> **PASSAGE PROPOSÉ**

****************************************

La Chapelle Pendante et sa tradition oubliée
A l’extrémité orientale du plateau du Mont-Sainte-Odile, sur les terrasses du monastère qui dominent la plaine d’Alsace, se dressent deux petites chapelles romanes. Aujourd’hui, nous nous intéressons à la Chapelle Pendante, die Hängende Kapelle, appelée présentement Chapelle des Anges.
La façade est aveugle, l’édifice de petite taille. C’est essentiellement sa position isolée, directement sur l’à pic, qui attire l’œil de l’observateur et donne à l’ensemble un cachet romantique, fort agréable.
Comme l’ensemble du couvent, la chapelle est posée sur les énormes blocs de grès qui délimitent le plateau. Elle se situe à l’endroit où ils sont les plus élevés et ses murs prolongent les parois verticales. L’effet est saisissant. Plus étonnant encore, un chemin dallé, sans garde-fou, cerne l’édifice au dessus du vide ! Qui donc pouvait oser emprunter une telle voie ? Nous l’allons conter tout à l’heure !
La Chapelle Pendante du Mont Sainte Odile
Autrefois, cet édifice était dédié à Saint Michel. Les spécialistes proposent une construction au XIIème siècle. Vraisemblablement lors de la grande période de reconstruction du couvent par l’abbesse Relinde, puis Herrade de Landsberg.

****************************************

Entrées de localisation d'objets dans les images
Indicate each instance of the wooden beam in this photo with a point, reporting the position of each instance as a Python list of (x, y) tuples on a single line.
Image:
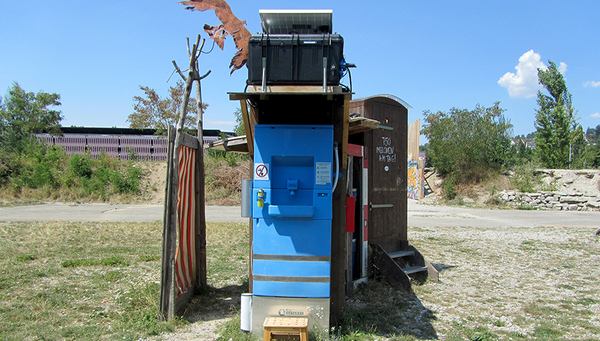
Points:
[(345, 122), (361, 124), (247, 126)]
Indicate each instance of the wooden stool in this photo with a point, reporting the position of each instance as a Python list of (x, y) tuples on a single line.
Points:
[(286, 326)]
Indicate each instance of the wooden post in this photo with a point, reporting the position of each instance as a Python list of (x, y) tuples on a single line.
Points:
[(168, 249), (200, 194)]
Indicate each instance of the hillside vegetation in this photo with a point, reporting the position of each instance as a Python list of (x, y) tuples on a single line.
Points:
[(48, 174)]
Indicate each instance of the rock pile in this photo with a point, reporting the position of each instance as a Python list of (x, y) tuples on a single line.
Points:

****************************************

> **ACTIONS À MENER**
• 1. D'après le texte sur la Chapelle Pendante, à quel saint cet édifice était-il autrefois dédié ?
• 2. Rédigez la suite du texte sur la Chapelle Pendante à partir de sa dernière phrase.

> **RÉPONSES ATTENDUES**
• 1. Saint Michel

• 2.
Les historiens du siècle dernier, dont Louis Levrault, pensaient les fondations plus anciennes encore. Les grosses assises de grès dateraient de la période romaine, du temps où le Mont était occupé par un castrum romain. Une tour de guet aurait occupé l’extrémité du plateau, endroit idéal, il est vrai, pour surveiller la plaine. La chapelle a subi, comment l’ensemble du couvent, les incendies et les guerres. Elle fut remaniée à plusieurs reprises. Seules les petites baies romanes et la frise lombarde semblent dater du temps d’Herrade.
Le sanctuaire fut restauré en 1617 à la demande de Léopold d’Autriche, évêque de Strasbourg. On trouve ses armoiries au dessus de la porte avec l’inscription latine ‘RestItUta in anno DoMInI IesV ChrIsti’
Lors des travaux de 1617, le cercueil d’Adalric, père d’Odile, est transféré de l’église dans la Chapelle des Anges. Curieusement, les autorités d’alors décident d’incruster le sarcophage dans le mur extérieur de la chapelle. Une face était visible dans l’édifice, mais il fallait passer sur le petit chemin, au dessus du vide, pour admirer la deuxième face. En 1751, Silbermann effectue le dessin que nous vous proposons de cette face extérieure. Johannes Andréas devait être perché dans une situation peu confortable pour son relevé, il n’avait pas peur du vide !
Ce n’est qu’en 1753, que le prieur Dionysus Albrecht décide de ramener le sarcophage mérovingien dans la Chapelle de la Croix, où il est encore aujourd’hui.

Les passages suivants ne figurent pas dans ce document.